Extracted information:
┌──
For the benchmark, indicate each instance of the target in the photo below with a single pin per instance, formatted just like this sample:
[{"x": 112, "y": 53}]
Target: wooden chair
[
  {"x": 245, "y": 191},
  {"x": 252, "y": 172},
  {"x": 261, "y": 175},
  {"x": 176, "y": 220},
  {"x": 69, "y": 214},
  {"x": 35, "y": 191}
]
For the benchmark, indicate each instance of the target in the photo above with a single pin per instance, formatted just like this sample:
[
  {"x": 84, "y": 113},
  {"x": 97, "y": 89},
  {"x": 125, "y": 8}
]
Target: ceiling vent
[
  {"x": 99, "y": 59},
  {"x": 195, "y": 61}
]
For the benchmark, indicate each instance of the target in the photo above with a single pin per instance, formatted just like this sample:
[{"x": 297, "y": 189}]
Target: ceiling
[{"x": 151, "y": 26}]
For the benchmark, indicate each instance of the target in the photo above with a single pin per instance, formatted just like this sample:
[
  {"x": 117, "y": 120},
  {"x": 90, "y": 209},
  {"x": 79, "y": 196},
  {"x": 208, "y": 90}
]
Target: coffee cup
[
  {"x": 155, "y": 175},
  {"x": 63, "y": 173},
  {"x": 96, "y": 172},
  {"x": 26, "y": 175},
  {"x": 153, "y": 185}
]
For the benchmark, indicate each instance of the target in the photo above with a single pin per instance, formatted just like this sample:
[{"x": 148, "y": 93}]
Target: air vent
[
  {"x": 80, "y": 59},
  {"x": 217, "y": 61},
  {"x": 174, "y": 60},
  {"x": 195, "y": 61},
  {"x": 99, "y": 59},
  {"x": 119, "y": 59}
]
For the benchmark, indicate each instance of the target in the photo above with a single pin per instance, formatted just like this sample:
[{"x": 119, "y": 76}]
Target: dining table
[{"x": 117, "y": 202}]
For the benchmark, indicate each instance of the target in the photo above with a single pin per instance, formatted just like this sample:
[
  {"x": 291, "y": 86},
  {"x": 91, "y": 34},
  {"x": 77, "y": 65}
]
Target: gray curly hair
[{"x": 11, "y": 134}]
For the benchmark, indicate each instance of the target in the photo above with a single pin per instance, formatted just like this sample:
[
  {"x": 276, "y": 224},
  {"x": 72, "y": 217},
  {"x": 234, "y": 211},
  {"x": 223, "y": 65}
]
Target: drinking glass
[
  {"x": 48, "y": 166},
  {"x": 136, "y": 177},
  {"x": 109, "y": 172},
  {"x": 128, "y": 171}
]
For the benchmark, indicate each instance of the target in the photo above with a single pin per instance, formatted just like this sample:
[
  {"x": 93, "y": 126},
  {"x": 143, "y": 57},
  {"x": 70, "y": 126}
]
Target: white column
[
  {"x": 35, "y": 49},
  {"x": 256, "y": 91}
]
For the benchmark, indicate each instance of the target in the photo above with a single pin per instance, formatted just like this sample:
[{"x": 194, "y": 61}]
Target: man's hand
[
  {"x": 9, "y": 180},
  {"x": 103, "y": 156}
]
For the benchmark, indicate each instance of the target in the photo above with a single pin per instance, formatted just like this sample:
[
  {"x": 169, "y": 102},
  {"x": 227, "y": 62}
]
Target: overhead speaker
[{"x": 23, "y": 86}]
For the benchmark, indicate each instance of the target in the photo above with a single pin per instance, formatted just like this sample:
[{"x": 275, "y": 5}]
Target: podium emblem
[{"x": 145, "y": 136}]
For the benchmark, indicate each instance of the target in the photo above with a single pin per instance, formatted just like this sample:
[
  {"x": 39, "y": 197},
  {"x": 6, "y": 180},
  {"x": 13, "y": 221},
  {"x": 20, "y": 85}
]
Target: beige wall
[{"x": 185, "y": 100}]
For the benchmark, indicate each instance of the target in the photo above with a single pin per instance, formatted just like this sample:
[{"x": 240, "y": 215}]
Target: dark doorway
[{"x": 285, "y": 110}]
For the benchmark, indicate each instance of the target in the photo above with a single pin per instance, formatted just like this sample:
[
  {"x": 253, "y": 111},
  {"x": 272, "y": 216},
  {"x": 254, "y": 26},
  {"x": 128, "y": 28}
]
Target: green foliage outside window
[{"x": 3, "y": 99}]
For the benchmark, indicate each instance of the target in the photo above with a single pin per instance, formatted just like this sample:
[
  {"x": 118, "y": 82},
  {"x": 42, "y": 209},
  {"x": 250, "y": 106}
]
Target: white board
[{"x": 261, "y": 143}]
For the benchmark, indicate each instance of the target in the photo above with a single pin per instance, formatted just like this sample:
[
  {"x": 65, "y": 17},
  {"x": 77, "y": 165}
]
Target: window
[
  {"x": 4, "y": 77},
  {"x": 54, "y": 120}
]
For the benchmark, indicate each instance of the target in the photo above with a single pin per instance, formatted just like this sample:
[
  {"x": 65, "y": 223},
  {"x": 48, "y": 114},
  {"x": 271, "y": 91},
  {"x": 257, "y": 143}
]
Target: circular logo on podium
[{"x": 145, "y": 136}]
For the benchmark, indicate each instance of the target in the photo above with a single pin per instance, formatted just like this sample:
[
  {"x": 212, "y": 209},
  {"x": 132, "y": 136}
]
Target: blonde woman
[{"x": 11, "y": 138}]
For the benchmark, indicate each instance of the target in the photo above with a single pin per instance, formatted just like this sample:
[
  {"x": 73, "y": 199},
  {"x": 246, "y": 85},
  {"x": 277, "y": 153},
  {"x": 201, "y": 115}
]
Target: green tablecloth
└──
Take the entries above and transcribe them exactly.

Result of the exercise:
For the benchmark, indicate each instance of the target in the photo below with a single pin per instance, formatted just like this sample:
[{"x": 112, "y": 53}]
Target: wooden chair
[
  {"x": 245, "y": 191},
  {"x": 252, "y": 172},
  {"x": 261, "y": 175},
  {"x": 176, "y": 220},
  {"x": 69, "y": 214},
  {"x": 35, "y": 191}
]
For the benchmark, indicate each instance of the target in the photo above with a single pin per instance, formatted just like this sample:
[
  {"x": 84, "y": 113},
  {"x": 97, "y": 89},
  {"x": 125, "y": 8}
]
Target: ceiling vent
[
  {"x": 99, "y": 59},
  {"x": 195, "y": 61}
]
For the benchmark, indicate each instance of the target in the photo above with a single pin per instance, formatted just like this sample:
[{"x": 297, "y": 189}]
Target: ceiling
[{"x": 151, "y": 26}]
For the benchmark, indicate each instance of the target in the photo above with a single pin per instance, formatted just like this sample:
[
  {"x": 117, "y": 120},
  {"x": 90, "y": 209},
  {"x": 79, "y": 196},
  {"x": 208, "y": 90}
]
Target: coffee cup
[
  {"x": 155, "y": 175},
  {"x": 63, "y": 173},
  {"x": 96, "y": 172},
  {"x": 26, "y": 175},
  {"x": 153, "y": 185}
]
For the benchmark, indicate each instance of the target in the photo above with a single pin per instance, formatted just like this sample:
[{"x": 148, "y": 93}]
Target: air vent
[
  {"x": 80, "y": 59},
  {"x": 217, "y": 61},
  {"x": 174, "y": 60},
  {"x": 195, "y": 61},
  {"x": 99, "y": 59},
  {"x": 119, "y": 59}
]
For the benchmark, indicate each instance of the target in the photo above with a single pin per instance, formatted just like this sample:
[{"x": 119, "y": 76}]
Target: dining table
[{"x": 117, "y": 202}]
For the benchmark, indicate each instance of the target in the photo above with a single pin per instance, formatted just like this sample:
[
  {"x": 291, "y": 86},
  {"x": 91, "y": 34},
  {"x": 77, "y": 65}
]
Target: gray curly hair
[{"x": 11, "y": 134}]
For the benchmark, indicate each instance of the target in the photo above with a single pin per instance, formatted just like this sample:
[
  {"x": 276, "y": 224},
  {"x": 72, "y": 217},
  {"x": 234, "y": 211},
  {"x": 223, "y": 65}
]
Target: drinking glass
[
  {"x": 48, "y": 166},
  {"x": 136, "y": 177},
  {"x": 109, "y": 172},
  {"x": 128, "y": 171}
]
For the benchmark, indicate each instance of the target in the photo above with a single pin per instance, formatted just like this sample:
[
  {"x": 93, "y": 126},
  {"x": 143, "y": 57},
  {"x": 70, "y": 126}
]
Target: white column
[
  {"x": 35, "y": 49},
  {"x": 256, "y": 91}
]
For the benchmark, indicate each instance of the target in the photo above with a single pin per instance, formatted just like this sample:
[{"x": 194, "y": 61}]
Target: man's hand
[
  {"x": 9, "y": 180},
  {"x": 103, "y": 156}
]
For the benchmark, indicate each instance of the target in the photo above with a single pin per instance, formatted just like this sample:
[
  {"x": 169, "y": 102},
  {"x": 227, "y": 62}
]
Target: overhead speaker
[{"x": 23, "y": 86}]
For the benchmark, indicate each instance of the target in the photo above with a single pin per instance, formatted just like this sample:
[{"x": 275, "y": 5}]
Target: podium emblem
[{"x": 145, "y": 136}]
For the benchmark, indicate each instance of the target in the photo above with a single pin per instance, formatted just like this sample:
[
  {"x": 39, "y": 197},
  {"x": 6, "y": 180},
  {"x": 13, "y": 221},
  {"x": 20, "y": 85}
]
Target: beige wall
[{"x": 185, "y": 100}]
For the benchmark, indicate each instance of the target in the photo above with a single pin per instance, formatted just like this sample:
[{"x": 240, "y": 215}]
Target: dark doorway
[{"x": 285, "y": 110}]
For the benchmark, indicate each instance of the target in the photo above with a single pin per instance, formatted just like this sample:
[
  {"x": 253, "y": 111},
  {"x": 272, "y": 216},
  {"x": 254, "y": 26},
  {"x": 128, "y": 28}
]
Target: green foliage outside window
[{"x": 3, "y": 99}]
For the benchmark, indicate each instance of the target in the photo above with a single pin per instance, formatted just like this sample:
[
  {"x": 118, "y": 82},
  {"x": 42, "y": 209},
  {"x": 250, "y": 106}
]
Target: white board
[{"x": 261, "y": 143}]
For the benchmark, indicate each instance of the target in the photo above with a single pin per instance, formatted just like this sample:
[
  {"x": 65, "y": 17},
  {"x": 77, "y": 165}
]
Target: window
[
  {"x": 4, "y": 77},
  {"x": 54, "y": 120}
]
For the benchmark, indicate each instance of the target in the photo above with a single pin per instance, formatted just like this sample:
[
  {"x": 65, "y": 223},
  {"x": 48, "y": 114},
  {"x": 271, "y": 91},
  {"x": 257, "y": 143}
]
Target: circular logo on podium
[{"x": 145, "y": 136}]
For the benchmark, indicate each instance of the target in the photo above with a single pin per instance, formatted just like this sample:
[
  {"x": 212, "y": 209},
  {"x": 132, "y": 136}
]
Target: blonde woman
[{"x": 11, "y": 138}]
For the benchmark, indicate each instance of the target in the photo above with a single pin per instance, formatted just like this sample:
[
  {"x": 73, "y": 199},
  {"x": 246, "y": 85},
  {"x": 277, "y": 153},
  {"x": 201, "y": 115}
]
Target: green tablecloth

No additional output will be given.